- TASK PROMPT:
Please write out the entire listing below exactly, excluding its pictures.
--- SUPPLIED RECORDS Enclosed Below ---
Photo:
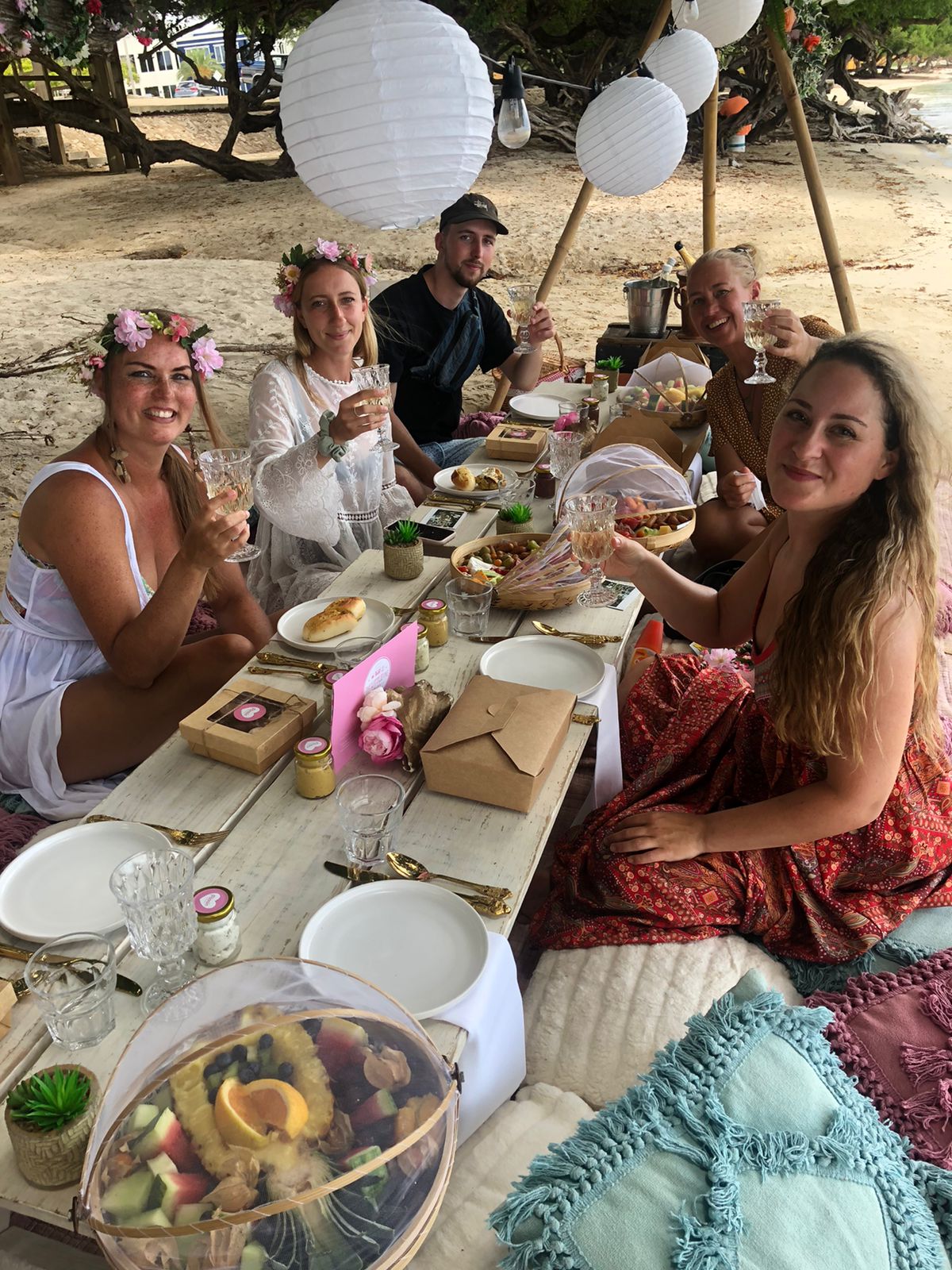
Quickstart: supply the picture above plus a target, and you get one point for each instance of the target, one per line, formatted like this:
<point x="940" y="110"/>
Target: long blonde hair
<point x="884" y="548"/>
<point x="366" y="346"/>
<point x="186" y="489"/>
--- End of Enclosed SUPPLIED RECORDS ---
- WRITTEN REPLY:
Photo:
Quickstart: supply the picture above plus a target, and you get one point for each instance of the target, one per line, formatted like this:
<point x="940" y="110"/>
Target: long blonde hair
<point x="884" y="548"/>
<point x="366" y="346"/>
<point x="186" y="489"/>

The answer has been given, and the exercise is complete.